-- start Data shown --
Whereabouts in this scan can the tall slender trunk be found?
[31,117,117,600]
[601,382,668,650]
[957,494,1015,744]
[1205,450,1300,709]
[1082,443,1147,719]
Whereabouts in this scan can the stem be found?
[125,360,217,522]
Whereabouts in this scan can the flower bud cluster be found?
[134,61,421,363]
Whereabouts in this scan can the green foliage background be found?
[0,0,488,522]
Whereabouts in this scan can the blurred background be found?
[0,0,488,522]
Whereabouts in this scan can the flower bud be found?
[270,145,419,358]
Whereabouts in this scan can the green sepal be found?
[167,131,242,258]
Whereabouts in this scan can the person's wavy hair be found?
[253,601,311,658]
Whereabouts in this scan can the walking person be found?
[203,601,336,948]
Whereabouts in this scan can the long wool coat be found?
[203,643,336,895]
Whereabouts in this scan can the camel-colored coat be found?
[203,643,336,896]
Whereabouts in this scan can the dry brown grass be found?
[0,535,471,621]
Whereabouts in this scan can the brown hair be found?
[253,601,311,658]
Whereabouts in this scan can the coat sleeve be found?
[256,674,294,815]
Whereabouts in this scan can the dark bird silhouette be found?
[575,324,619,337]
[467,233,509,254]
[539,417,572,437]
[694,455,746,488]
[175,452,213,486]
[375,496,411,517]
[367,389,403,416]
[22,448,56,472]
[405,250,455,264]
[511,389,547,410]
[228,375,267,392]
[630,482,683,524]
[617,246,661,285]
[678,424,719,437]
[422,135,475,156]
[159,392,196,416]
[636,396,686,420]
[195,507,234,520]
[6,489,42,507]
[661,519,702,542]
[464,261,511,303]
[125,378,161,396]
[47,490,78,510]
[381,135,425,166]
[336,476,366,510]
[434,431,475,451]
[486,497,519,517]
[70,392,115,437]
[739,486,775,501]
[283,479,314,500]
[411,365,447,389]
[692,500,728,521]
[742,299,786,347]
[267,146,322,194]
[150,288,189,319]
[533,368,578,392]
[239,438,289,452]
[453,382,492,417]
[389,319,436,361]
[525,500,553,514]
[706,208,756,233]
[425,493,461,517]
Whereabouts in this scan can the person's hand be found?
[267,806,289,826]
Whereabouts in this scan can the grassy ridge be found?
-- end Data shown --
> _The problem_
Arrange every line of the material above as a numbered list, leaving out any blank lines.

> _Exercise output_
1. Whereabouts in this scan can the tall slender trunk be found?
2. [31,117,117,600]
3. [601,382,668,650]
4. [957,494,1015,744]
5. [1205,450,1300,709]
6. [1082,443,1147,719]
7. Whereabouts in this scan can the stem be found?
8. [125,360,217,522]
9. Whereabouts in this scan can the flower bud cluster be found?
10. [134,61,421,363]
11. Whereabouts in this scan can the green foliage background be found?
12. [0,0,488,522]
13. Whereabouts in this scan can the blurred background be found?
14. [0,0,488,522]
15. Whereabouts in this scan can the flower bud be found?
16. [270,145,419,358]
17. Whereabouts in this scan can the green sepal be found?
18. [167,131,242,258]
19. Whereabouts in this scan can the person's wavy hair be found?
20. [253,601,311,658]
21. Whereabouts in this scan can the walking person be found?
22. [203,601,336,948]
23. Whereabouts in this scan can the long wool coat be found?
24. [203,643,336,895]
25. Whereabouts in this scan can the camel-colored coat be found?
26. [203,643,336,896]
27. Whereabouts in this scan can the dry brown grass be found?
28. [0,535,471,621]
29. Whereabouts in this scan can the brown hair be found?
30. [253,601,311,658]
31. Whereabouts in this scan can the coat sleeve be found?
32. [256,674,294,815]
33. Whereabouts in this scan can the dark bird silhouette be found?
34. [575,324,619,337]
35. [467,233,509,254]
36. [539,417,572,437]
37. [694,455,746,488]
38. [175,452,213,486]
39. [375,496,411,517]
40. [367,389,403,416]
41. [22,448,56,472]
42. [405,250,455,264]
43. [511,389,547,410]
44. [228,375,267,392]
45. [630,482,683,524]
46. [617,246,661,285]
47. [678,424,719,437]
48. [422,135,475,156]
49. [159,392,196,416]
50. [636,396,686,420]
51. [195,507,234,520]
52. [6,489,42,507]
53. [661,519,702,542]
54. [464,261,511,303]
55. [125,378,161,396]
56. [47,490,78,510]
57. [381,135,425,166]
58. [336,476,366,510]
59. [434,431,475,451]
60. [486,497,519,517]
61. [70,392,115,437]
62. [739,486,775,501]
63. [283,479,314,500]
64. [411,365,447,389]
65. [692,500,728,521]
66. [742,299,786,347]
67. [267,146,322,194]
68. [150,288,189,319]
69. [533,368,578,392]
70. [239,438,289,452]
71. [453,382,492,417]
72. [389,319,436,361]
73. [525,500,553,514]
74. [706,208,756,233]
75. [425,493,461,517]
76. Whereabouts in this scan can the person's hand be found?
77. [267,806,289,826]
78. Whereabouts in this scan can the grassy ridge be found?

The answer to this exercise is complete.